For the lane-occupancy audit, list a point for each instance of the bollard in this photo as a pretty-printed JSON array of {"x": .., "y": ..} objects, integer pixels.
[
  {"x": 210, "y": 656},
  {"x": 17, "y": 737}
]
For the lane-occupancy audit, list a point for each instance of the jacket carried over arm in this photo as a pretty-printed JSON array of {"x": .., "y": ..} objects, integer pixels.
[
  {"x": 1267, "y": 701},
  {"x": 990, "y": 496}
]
__________
What this task involves ->
Every record above must be printed again exactly as it stands.

Response for this exercise ->
For the lane-occupancy audit, list a point for each instance of the bollard in this photo as a pretty-printed JSON array of {"x": .., "y": ..} objects, integer pixels.
[
  {"x": 210, "y": 656},
  {"x": 17, "y": 737}
]
For the lane-occupancy audit, list a point for each instance of the jacket carried over arm in this photo as a pretty-printed JSON array of {"x": .., "y": ..} objects, integer pixels.
[
  {"x": 1267, "y": 701},
  {"x": 990, "y": 496}
]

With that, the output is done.